__EXERCISE DETAILS__: The records below must be returned in full and unaltered.

__DATASET EXCERPTS__:
((

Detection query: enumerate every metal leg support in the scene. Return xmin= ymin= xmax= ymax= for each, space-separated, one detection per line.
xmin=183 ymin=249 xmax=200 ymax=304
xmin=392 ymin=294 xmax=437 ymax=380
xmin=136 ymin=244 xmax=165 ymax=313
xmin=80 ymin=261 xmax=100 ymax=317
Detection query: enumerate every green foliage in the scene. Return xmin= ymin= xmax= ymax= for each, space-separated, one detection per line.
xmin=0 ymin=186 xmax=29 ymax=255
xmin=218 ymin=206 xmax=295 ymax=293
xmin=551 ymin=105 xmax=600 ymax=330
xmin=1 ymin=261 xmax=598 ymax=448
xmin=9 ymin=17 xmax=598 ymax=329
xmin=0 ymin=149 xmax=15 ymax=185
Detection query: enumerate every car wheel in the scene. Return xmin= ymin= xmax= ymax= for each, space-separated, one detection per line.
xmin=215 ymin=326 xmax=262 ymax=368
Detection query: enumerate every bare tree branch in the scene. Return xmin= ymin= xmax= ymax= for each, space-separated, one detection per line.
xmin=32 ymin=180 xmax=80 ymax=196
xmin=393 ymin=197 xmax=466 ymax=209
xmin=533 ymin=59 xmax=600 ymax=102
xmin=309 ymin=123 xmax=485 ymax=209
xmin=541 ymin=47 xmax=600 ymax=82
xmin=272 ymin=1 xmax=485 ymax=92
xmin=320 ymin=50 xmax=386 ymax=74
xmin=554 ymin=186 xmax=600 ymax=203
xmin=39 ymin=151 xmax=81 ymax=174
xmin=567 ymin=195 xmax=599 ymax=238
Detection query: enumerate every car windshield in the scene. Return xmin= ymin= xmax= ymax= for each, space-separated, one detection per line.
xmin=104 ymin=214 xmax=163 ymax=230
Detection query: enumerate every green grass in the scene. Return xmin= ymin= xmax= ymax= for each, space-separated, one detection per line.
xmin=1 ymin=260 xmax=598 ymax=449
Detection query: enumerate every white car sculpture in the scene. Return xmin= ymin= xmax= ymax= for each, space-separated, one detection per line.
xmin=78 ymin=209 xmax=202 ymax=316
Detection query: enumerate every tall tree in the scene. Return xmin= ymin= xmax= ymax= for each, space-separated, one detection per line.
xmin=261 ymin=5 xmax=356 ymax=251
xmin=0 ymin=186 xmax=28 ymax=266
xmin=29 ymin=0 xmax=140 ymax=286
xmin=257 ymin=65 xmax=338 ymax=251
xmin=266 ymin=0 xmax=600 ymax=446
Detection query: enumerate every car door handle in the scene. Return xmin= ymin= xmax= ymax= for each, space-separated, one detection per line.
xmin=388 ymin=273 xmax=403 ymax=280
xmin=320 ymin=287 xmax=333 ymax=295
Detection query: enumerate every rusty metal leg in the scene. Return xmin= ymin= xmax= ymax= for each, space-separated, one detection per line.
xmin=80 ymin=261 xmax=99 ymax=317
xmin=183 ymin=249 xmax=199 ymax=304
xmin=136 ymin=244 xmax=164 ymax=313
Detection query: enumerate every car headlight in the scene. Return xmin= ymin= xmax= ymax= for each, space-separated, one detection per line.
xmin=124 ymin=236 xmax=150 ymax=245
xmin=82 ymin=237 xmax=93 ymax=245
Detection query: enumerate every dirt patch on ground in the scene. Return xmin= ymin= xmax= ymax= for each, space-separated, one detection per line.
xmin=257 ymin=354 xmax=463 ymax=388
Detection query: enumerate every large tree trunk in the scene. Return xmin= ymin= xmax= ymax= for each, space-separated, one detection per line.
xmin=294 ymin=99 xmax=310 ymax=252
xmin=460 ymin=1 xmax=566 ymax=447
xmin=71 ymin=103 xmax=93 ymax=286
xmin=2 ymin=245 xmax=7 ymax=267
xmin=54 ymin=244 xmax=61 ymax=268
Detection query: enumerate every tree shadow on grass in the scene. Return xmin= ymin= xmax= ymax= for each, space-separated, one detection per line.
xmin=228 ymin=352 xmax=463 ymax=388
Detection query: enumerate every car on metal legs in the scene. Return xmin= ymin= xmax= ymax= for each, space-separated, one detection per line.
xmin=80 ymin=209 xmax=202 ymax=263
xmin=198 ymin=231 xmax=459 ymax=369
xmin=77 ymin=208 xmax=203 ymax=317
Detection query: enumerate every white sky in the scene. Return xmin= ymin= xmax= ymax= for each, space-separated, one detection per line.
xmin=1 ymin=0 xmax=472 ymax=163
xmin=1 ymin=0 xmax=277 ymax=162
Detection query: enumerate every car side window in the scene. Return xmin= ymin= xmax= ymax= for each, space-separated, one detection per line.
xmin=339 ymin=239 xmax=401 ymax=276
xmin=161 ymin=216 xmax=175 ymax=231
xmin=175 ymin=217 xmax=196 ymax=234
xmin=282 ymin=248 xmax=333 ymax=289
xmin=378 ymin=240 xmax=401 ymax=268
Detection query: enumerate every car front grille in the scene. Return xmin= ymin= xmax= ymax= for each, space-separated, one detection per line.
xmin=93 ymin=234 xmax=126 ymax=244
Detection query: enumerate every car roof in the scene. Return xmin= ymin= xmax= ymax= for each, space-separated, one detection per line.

))

__PROBLEM SOLUTION__:
Detection query: enumerate every metal leg support in the scene. Return xmin= ymin= xmax= ymax= for each, space-separated, one detection per line.
xmin=183 ymin=249 xmax=200 ymax=304
xmin=392 ymin=294 xmax=437 ymax=380
xmin=136 ymin=244 xmax=165 ymax=313
xmin=80 ymin=261 xmax=100 ymax=317
Detection query: enumerate every green foliage in the scene. Return xmin= ymin= xmax= ymax= for each, space-separated, one detection per line.
xmin=0 ymin=186 xmax=29 ymax=255
xmin=218 ymin=206 xmax=295 ymax=293
xmin=551 ymin=105 xmax=600 ymax=330
xmin=1 ymin=261 xmax=598 ymax=448
xmin=9 ymin=17 xmax=598 ymax=329
xmin=0 ymin=149 xmax=15 ymax=185
Detection query: enumerate every car wheel in the scene. Return xmin= ymin= xmax= ymax= for each, space-separated, one detection per line.
xmin=215 ymin=326 xmax=262 ymax=368
Detection query: enumerate every bare tree branch in the scene. Return xmin= ymin= xmax= ymax= for each, space-separated, one detection per line.
xmin=32 ymin=180 xmax=80 ymax=196
xmin=393 ymin=197 xmax=466 ymax=209
xmin=533 ymin=59 xmax=600 ymax=102
xmin=309 ymin=123 xmax=485 ymax=209
xmin=541 ymin=47 xmax=600 ymax=82
xmin=272 ymin=1 xmax=485 ymax=92
xmin=320 ymin=50 xmax=386 ymax=74
xmin=554 ymin=186 xmax=600 ymax=203
xmin=39 ymin=151 xmax=81 ymax=174
xmin=567 ymin=195 xmax=599 ymax=238
Detection query: enumerate every car windshield in the scene. Return xmin= ymin= xmax= ymax= for each, space-separated, one detection per line.
xmin=104 ymin=214 xmax=163 ymax=230
Detection query: enumerate every green grass in the scene. Return xmin= ymin= xmax= ymax= for each, space-separated, one detection per line.
xmin=1 ymin=260 xmax=598 ymax=449
Detection query: enumerate every white car sculpture in the scene. Return xmin= ymin= xmax= ymax= for each, space-separated, one detection per line.
xmin=78 ymin=209 xmax=202 ymax=316
Detection query: enumerate every tall tree in the scene. Return xmin= ymin= xmax= ymax= for each, space-separated, one detection per line.
xmin=261 ymin=5 xmax=356 ymax=251
xmin=0 ymin=186 xmax=28 ymax=266
xmin=29 ymin=0 xmax=140 ymax=286
xmin=257 ymin=65 xmax=338 ymax=251
xmin=266 ymin=0 xmax=600 ymax=446
Detection query: enumerate every car door handle in the scene. Return xmin= ymin= xmax= ymax= for each, space-separated, one detection per line.
xmin=388 ymin=273 xmax=403 ymax=280
xmin=320 ymin=287 xmax=333 ymax=295
Detection query: enumerate every rusty metal leg in the scene. Return xmin= ymin= xmax= ymax= for each, space-separated, one detection per line.
xmin=80 ymin=261 xmax=99 ymax=317
xmin=183 ymin=249 xmax=199 ymax=304
xmin=136 ymin=244 xmax=164 ymax=313
Detection query: enumerate every car headlight in the scene. Return xmin= ymin= xmax= ymax= for each, space-separated, one detection per line.
xmin=124 ymin=236 xmax=150 ymax=245
xmin=82 ymin=237 xmax=93 ymax=245
Detection query: enumerate every dirt patch on ground in the scene. Return xmin= ymin= xmax= ymax= for each, space-separated, one detection per line.
xmin=257 ymin=354 xmax=463 ymax=388
Detection query: enumerate every large tree trunk in the scene. Return xmin= ymin= xmax= ymax= for each, space-separated, one detection per line.
xmin=294 ymin=99 xmax=310 ymax=252
xmin=460 ymin=1 xmax=566 ymax=447
xmin=71 ymin=103 xmax=93 ymax=286
xmin=2 ymin=245 xmax=7 ymax=267
xmin=54 ymin=244 xmax=61 ymax=268
Detection query: enumerate every tree shadow on grass in the scene. Return xmin= ymin= xmax= ymax= for each, space-separated, one detection per line.
xmin=228 ymin=352 xmax=463 ymax=388
Detection query: enumerate every car on metal legs in the scene. Return xmin= ymin= xmax= ymax= for each, space-separated, one detection per line.
xmin=80 ymin=209 xmax=202 ymax=263
xmin=198 ymin=231 xmax=459 ymax=369
xmin=77 ymin=208 xmax=203 ymax=317
Detection query: enumerate every white sky in the scene. Return xmin= ymin= xmax= ymax= for each, space-separated, one detection per line.
xmin=1 ymin=0 xmax=472 ymax=163
xmin=1 ymin=0 xmax=277 ymax=162
Detection query: enumerate every car side window in the scene. Return xmin= ymin= xmax= ymax= for each, space-separated, one detection per line.
xmin=339 ymin=239 xmax=401 ymax=276
xmin=161 ymin=216 xmax=175 ymax=231
xmin=175 ymin=217 xmax=196 ymax=234
xmin=282 ymin=248 xmax=333 ymax=289
xmin=378 ymin=240 xmax=401 ymax=268
Detection query: enumerate every car front grille in the scene. Return xmin= ymin= xmax= ymax= for each, space-separated, one detection per line.
xmin=93 ymin=234 xmax=126 ymax=244
Detection query: enumerate every car roof in the scene. Return xmin= ymin= xmax= ymax= for each, space-separated, one detection per line.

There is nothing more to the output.